### Material provided
# # # # #

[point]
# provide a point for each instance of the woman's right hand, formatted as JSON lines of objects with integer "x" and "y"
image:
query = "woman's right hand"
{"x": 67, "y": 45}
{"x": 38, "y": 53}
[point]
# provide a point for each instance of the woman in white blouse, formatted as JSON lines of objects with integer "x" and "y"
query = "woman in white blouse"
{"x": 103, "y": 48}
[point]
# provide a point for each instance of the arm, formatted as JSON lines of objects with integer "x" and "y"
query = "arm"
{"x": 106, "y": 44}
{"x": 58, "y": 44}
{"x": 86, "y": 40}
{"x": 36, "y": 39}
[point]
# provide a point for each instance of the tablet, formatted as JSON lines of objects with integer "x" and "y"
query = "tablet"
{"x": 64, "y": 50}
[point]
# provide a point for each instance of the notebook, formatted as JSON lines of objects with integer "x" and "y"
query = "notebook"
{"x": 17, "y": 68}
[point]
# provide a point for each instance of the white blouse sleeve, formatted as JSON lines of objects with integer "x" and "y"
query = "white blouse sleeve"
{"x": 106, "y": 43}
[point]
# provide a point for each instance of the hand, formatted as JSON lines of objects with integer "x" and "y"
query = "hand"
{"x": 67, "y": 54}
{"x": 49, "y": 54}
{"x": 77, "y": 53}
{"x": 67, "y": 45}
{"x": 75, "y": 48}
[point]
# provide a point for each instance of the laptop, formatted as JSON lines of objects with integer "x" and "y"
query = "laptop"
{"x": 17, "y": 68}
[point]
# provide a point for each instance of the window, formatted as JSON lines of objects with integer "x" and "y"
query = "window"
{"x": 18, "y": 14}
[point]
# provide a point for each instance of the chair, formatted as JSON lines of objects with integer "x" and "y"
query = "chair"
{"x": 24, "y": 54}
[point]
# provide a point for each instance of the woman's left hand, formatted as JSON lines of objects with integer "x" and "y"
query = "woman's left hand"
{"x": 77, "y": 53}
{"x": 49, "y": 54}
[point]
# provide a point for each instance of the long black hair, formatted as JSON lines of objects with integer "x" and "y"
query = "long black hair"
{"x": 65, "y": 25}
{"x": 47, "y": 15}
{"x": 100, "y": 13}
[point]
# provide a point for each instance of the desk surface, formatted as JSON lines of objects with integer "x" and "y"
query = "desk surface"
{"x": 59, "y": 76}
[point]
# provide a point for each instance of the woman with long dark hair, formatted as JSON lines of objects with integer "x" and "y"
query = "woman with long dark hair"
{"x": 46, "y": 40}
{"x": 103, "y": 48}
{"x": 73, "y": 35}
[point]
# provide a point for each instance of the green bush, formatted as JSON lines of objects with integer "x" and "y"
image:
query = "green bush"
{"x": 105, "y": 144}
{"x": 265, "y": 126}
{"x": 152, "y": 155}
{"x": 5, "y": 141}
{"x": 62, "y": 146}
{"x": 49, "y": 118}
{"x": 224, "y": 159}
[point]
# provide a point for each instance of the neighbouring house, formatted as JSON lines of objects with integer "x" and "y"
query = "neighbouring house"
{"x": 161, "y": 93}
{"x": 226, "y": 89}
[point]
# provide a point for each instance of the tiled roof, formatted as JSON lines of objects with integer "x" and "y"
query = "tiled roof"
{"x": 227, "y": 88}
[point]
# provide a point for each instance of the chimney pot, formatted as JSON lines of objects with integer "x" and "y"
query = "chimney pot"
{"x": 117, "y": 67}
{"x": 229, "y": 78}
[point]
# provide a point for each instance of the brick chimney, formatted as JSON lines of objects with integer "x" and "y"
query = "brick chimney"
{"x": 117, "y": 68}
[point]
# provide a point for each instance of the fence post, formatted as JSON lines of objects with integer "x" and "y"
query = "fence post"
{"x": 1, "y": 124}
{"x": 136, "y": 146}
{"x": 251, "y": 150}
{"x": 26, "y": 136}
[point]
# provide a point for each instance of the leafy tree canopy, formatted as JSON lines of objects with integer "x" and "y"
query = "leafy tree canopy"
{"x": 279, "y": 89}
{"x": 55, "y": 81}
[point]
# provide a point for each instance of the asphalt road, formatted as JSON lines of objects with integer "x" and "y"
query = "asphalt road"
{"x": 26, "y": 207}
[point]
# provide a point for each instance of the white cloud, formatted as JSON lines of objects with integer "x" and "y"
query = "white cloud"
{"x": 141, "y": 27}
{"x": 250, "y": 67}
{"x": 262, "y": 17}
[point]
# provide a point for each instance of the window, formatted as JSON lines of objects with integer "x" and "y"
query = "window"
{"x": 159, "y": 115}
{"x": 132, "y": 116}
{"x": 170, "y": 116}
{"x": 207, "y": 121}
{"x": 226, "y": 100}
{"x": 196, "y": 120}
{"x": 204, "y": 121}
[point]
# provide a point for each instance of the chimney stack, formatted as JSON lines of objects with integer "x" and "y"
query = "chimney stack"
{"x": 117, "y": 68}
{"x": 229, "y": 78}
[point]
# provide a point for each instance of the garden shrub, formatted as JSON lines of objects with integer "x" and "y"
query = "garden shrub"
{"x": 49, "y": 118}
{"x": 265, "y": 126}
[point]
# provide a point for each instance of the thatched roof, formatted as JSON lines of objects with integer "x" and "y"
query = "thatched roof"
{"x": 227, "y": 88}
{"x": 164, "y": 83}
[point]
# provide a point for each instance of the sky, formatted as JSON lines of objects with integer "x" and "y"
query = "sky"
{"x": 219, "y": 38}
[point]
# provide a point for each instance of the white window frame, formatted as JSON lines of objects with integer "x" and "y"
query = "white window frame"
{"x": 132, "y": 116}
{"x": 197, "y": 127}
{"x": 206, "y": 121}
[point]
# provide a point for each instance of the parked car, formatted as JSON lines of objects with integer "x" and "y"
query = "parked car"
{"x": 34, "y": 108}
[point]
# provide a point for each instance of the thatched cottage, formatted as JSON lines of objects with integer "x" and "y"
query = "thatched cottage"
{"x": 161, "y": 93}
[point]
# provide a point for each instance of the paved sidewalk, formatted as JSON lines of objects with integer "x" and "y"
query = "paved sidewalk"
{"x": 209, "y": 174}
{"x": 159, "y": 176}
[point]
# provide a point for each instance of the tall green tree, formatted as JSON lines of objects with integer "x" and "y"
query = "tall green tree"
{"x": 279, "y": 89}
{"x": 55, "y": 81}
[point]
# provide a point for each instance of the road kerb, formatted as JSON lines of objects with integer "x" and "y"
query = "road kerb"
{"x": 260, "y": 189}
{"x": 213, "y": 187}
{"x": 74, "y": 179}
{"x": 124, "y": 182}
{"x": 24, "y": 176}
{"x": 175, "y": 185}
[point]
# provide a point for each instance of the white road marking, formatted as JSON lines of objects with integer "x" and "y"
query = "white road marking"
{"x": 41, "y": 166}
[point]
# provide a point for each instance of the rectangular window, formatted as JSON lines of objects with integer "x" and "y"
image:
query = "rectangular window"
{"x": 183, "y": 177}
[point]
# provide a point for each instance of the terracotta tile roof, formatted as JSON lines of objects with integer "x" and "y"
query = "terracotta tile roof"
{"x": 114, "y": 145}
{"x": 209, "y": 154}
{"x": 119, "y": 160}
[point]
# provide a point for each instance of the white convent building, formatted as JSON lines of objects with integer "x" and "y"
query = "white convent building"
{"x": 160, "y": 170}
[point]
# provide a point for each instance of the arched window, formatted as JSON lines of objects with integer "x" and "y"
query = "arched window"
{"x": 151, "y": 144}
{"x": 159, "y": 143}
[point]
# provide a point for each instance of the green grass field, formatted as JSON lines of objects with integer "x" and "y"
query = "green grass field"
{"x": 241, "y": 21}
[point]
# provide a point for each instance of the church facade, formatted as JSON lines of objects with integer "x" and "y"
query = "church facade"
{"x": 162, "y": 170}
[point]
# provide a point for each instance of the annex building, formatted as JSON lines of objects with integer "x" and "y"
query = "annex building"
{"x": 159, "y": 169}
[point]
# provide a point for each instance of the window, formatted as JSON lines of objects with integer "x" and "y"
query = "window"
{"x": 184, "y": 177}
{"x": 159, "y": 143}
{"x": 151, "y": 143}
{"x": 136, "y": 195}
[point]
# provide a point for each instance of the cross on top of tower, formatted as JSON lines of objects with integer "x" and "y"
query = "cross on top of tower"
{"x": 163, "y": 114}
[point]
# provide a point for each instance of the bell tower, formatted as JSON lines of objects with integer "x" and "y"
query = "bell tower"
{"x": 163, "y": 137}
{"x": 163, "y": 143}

# # # # #

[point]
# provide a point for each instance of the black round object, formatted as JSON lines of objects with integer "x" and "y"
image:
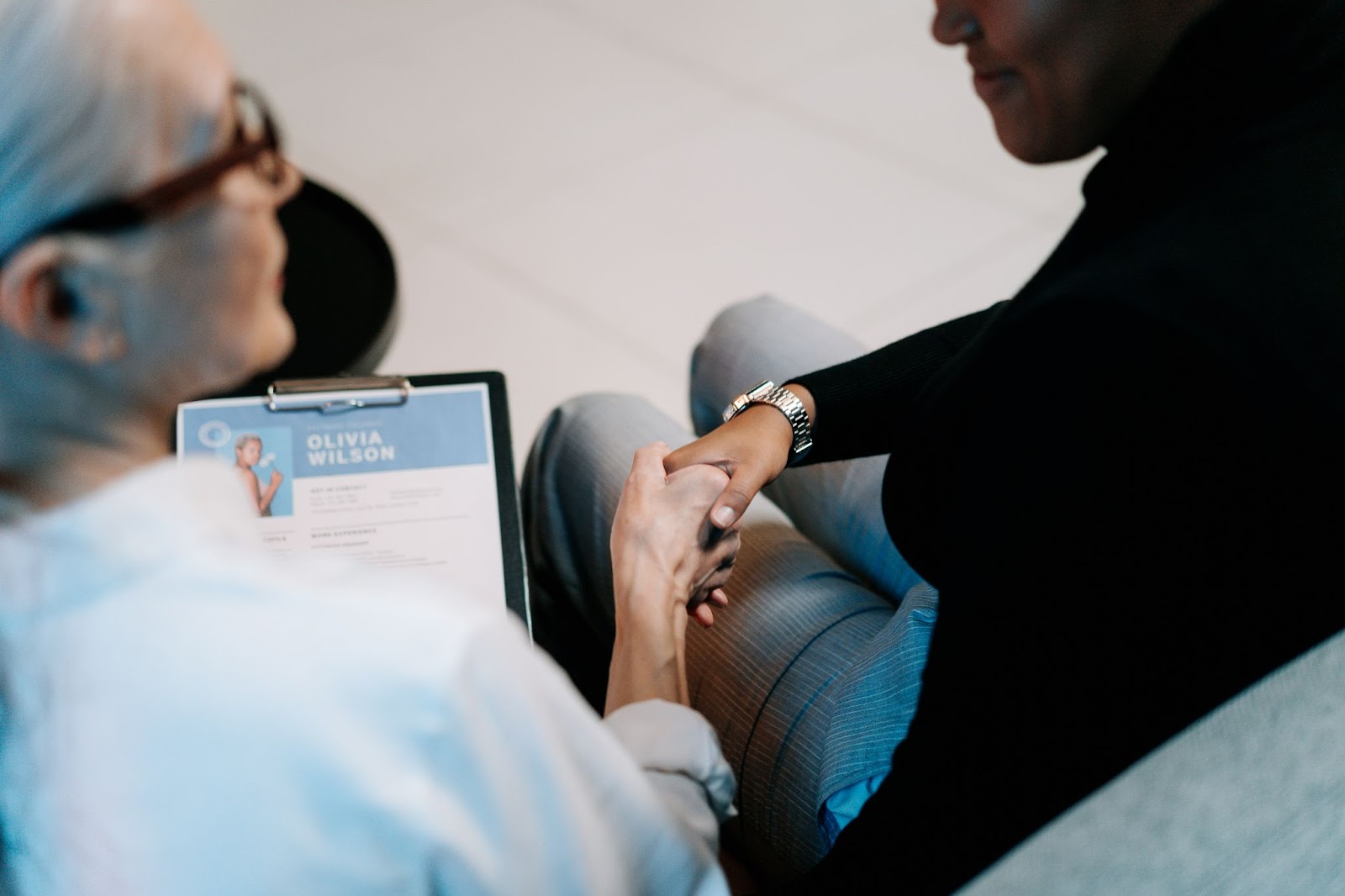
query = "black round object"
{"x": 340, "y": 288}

# # # # #

### Task directions
How many lines of the data contain the string "annex"? Give only the number.

### Result of the exercise
2